┌─ Dataset

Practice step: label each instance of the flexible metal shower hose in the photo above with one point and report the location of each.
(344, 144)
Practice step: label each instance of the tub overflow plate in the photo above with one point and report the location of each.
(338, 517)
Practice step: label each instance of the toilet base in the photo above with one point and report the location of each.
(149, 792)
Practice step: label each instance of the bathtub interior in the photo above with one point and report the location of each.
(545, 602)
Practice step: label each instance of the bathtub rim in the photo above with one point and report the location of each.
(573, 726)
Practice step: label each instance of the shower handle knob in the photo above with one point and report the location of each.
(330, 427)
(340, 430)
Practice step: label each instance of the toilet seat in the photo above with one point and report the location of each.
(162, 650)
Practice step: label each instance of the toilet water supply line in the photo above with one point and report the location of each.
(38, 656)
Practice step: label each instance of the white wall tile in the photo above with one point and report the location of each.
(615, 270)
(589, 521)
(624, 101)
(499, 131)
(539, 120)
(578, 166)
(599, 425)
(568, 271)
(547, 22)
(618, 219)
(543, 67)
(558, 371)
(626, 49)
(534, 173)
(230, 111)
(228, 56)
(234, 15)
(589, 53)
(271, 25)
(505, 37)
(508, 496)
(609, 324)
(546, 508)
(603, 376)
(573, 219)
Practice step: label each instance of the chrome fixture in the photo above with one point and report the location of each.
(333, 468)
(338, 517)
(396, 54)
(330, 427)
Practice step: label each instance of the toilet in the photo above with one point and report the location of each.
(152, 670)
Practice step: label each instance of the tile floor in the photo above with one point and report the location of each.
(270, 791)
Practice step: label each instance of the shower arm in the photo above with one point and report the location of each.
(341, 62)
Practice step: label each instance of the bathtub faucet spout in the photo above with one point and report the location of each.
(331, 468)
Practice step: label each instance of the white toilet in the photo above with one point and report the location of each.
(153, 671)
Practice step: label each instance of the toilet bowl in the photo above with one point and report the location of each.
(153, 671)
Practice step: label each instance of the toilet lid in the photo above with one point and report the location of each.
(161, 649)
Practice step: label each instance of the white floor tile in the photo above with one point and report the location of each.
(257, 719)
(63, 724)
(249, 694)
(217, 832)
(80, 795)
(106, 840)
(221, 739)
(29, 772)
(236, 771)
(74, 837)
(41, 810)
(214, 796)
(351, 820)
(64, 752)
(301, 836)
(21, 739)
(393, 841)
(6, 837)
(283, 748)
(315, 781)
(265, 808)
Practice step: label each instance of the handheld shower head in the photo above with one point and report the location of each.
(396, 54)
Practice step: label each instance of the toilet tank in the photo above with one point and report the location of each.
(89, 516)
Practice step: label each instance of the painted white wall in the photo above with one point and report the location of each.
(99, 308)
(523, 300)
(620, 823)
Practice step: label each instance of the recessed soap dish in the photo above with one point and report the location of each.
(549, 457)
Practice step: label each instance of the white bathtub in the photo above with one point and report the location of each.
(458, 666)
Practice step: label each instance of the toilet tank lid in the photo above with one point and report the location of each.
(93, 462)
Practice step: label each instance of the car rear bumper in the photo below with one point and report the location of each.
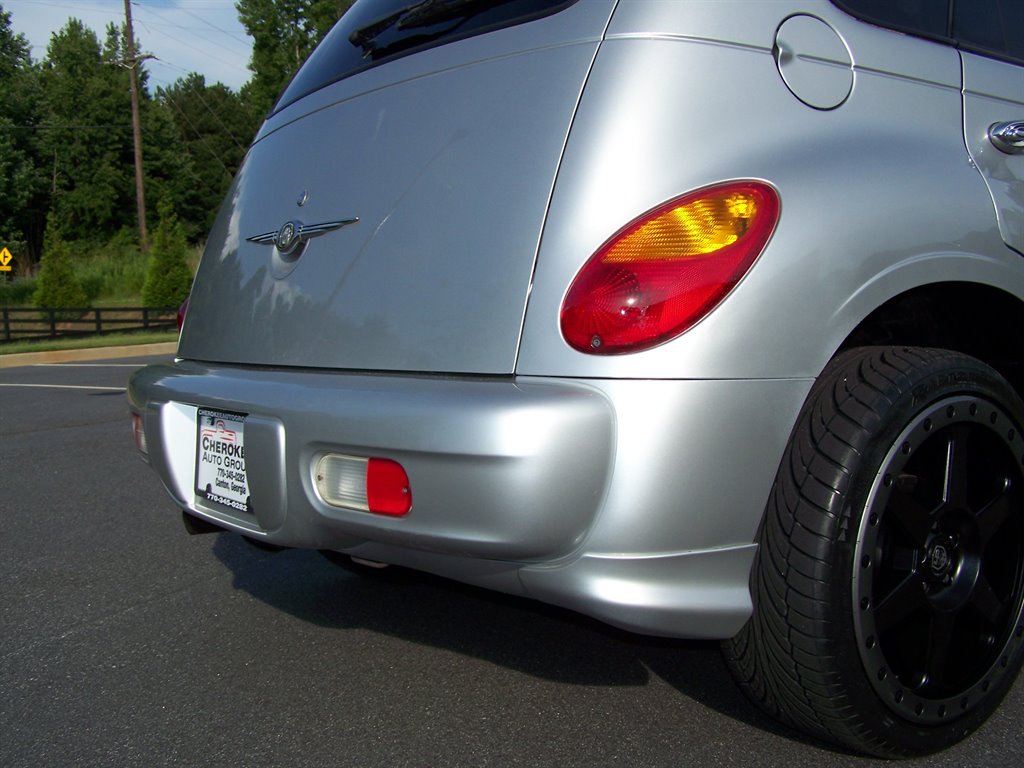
(635, 502)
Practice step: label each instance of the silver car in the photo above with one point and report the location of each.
(704, 318)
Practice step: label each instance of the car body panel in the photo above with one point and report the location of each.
(993, 93)
(435, 273)
(484, 173)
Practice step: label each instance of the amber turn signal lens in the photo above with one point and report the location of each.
(667, 269)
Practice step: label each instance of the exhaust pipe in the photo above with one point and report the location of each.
(196, 525)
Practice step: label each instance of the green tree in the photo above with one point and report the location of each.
(284, 34)
(168, 279)
(214, 128)
(23, 200)
(56, 285)
(87, 134)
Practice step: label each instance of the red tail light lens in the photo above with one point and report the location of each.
(669, 268)
(182, 310)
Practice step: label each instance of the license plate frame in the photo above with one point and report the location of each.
(220, 459)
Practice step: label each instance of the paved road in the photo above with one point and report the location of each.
(125, 642)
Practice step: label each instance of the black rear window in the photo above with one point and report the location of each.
(375, 31)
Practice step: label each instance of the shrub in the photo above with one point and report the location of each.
(168, 278)
(16, 292)
(56, 284)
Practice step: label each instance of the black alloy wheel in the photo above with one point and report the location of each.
(889, 583)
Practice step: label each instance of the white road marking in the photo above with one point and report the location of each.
(85, 365)
(66, 386)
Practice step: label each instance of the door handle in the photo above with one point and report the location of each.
(1008, 137)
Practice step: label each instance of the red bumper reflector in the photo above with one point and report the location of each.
(388, 492)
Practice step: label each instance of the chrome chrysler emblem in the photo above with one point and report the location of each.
(293, 235)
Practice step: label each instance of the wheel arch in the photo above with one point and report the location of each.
(974, 318)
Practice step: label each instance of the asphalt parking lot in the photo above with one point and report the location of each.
(124, 641)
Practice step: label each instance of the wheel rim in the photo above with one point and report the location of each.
(939, 562)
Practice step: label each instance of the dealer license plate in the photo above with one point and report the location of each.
(220, 459)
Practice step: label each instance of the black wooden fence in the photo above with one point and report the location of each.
(25, 324)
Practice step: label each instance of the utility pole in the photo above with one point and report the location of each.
(132, 62)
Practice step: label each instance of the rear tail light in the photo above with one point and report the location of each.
(138, 430)
(666, 270)
(378, 485)
(182, 311)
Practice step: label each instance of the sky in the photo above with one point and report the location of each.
(203, 36)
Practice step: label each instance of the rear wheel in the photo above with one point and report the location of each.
(889, 582)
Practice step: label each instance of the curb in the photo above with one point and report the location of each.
(95, 353)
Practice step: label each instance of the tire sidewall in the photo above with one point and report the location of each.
(935, 380)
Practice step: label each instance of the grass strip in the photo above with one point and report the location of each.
(87, 342)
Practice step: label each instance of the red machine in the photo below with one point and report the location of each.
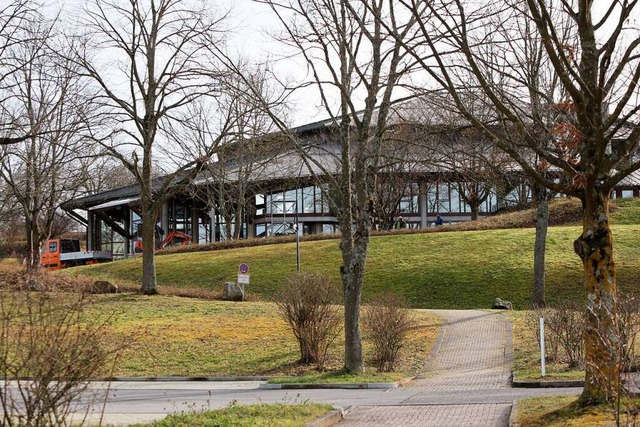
(63, 253)
(174, 238)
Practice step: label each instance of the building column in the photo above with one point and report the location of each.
(90, 237)
(195, 223)
(164, 219)
(212, 218)
(422, 201)
(127, 226)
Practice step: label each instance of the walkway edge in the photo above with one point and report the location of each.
(176, 378)
(329, 419)
(348, 386)
(513, 418)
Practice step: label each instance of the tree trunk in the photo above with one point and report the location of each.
(595, 248)
(474, 211)
(352, 281)
(542, 224)
(148, 253)
(33, 246)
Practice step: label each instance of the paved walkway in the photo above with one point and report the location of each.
(463, 382)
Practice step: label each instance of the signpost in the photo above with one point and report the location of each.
(243, 275)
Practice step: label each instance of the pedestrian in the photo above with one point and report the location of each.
(400, 223)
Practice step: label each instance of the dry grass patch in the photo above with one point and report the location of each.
(563, 411)
(178, 336)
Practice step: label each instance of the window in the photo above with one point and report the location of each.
(443, 198)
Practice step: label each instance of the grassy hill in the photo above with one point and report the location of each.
(457, 269)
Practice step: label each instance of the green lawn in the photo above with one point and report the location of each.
(168, 335)
(432, 270)
(261, 415)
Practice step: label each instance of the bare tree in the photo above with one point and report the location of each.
(355, 66)
(162, 59)
(588, 132)
(477, 165)
(247, 153)
(41, 170)
(14, 17)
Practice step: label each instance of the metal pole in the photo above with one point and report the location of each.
(297, 237)
(542, 348)
(297, 250)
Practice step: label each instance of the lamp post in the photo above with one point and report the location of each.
(297, 238)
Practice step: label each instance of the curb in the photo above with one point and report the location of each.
(547, 384)
(329, 419)
(176, 379)
(351, 386)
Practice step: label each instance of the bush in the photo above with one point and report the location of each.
(387, 323)
(49, 350)
(628, 326)
(564, 332)
(306, 303)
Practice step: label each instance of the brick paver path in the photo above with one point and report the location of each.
(463, 383)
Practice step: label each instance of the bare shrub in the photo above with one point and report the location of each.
(49, 350)
(629, 327)
(565, 328)
(306, 303)
(387, 323)
(552, 346)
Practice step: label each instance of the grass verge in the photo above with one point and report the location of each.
(563, 411)
(167, 335)
(261, 415)
(526, 354)
(460, 270)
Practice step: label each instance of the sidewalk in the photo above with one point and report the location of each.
(471, 357)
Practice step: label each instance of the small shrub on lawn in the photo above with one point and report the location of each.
(387, 323)
(306, 303)
(564, 332)
(49, 351)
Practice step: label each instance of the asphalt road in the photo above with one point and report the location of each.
(466, 381)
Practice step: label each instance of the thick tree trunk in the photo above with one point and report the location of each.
(602, 340)
(474, 211)
(148, 253)
(542, 224)
(352, 281)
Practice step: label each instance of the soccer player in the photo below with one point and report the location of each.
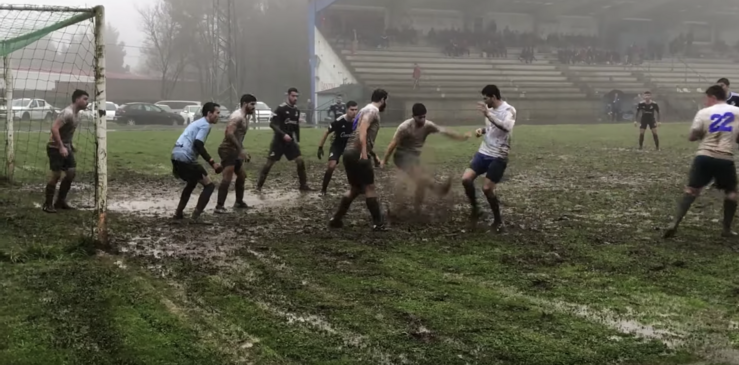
(717, 129)
(409, 139)
(342, 128)
(185, 160)
(648, 110)
(359, 169)
(732, 98)
(285, 124)
(61, 153)
(492, 157)
(232, 153)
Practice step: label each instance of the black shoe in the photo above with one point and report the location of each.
(241, 205)
(335, 223)
(62, 205)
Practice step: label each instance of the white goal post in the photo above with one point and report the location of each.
(24, 25)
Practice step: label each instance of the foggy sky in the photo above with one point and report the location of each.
(121, 14)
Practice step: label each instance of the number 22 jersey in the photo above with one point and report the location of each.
(720, 126)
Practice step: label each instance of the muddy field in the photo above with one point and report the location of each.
(580, 275)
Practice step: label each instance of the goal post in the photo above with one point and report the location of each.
(47, 53)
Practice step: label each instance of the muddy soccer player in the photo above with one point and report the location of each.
(60, 151)
(359, 169)
(647, 113)
(185, 166)
(342, 130)
(491, 158)
(285, 124)
(232, 154)
(406, 149)
(717, 128)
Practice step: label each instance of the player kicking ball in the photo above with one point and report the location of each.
(185, 160)
(492, 157)
(342, 128)
(407, 144)
(232, 154)
(717, 129)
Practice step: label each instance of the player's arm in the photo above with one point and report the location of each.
(697, 129)
(505, 125)
(277, 121)
(393, 144)
(233, 123)
(362, 128)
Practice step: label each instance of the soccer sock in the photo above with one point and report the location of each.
(469, 190)
(344, 205)
(374, 207)
(302, 178)
(185, 197)
(64, 190)
(240, 188)
(263, 176)
(729, 212)
(205, 197)
(50, 190)
(223, 192)
(326, 179)
(494, 206)
(682, 208)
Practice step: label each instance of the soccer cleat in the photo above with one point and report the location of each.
(62, 205)
(241, 205)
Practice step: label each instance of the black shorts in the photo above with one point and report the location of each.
(229, 157)
(648, 123)
(335, 152)
(360, 173)
(281, 148)
(57, 162)
(188, 171)
(406, 161)
(705, 169)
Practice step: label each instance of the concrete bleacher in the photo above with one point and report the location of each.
(452, 85)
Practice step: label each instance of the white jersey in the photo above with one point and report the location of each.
(496, 142)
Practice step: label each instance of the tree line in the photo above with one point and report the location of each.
(257, 46)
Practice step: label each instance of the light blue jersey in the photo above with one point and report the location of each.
(184, 149)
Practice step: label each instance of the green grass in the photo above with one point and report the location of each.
(580, 267)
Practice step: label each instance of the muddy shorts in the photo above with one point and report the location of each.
(360, 173)
(57, 162)
(188, 171)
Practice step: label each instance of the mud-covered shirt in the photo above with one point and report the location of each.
(285, 119)
(241, 122)
(719, 125)
(410, 136)
(648, 111)
(373, 113)
(342, 130)
(70, 120)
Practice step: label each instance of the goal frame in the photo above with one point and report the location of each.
(100, 122)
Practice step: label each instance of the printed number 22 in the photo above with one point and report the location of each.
(721, 123)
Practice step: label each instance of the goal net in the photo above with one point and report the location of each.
(46, 53)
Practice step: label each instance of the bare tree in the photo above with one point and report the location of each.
(167, 43)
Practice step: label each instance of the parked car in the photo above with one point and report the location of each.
(145, 113)
(188, 113)
(26, 109)
(177, 105)
(264, 113)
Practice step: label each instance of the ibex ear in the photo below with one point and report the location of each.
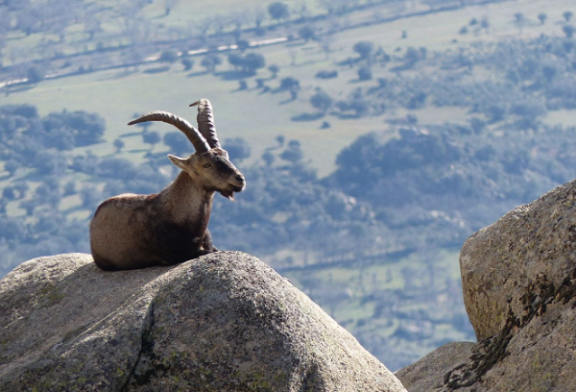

└─

* Given request
Find every line in the items above that contains the word "asphalt" and copy each of those lines in full.

* Task solution
Practice step: label each instance of the asphalt parking lot in the photo above with one point and report the location of each.
Practice step: label each instance of the asphalt road in the photo above with one point and report the location of each.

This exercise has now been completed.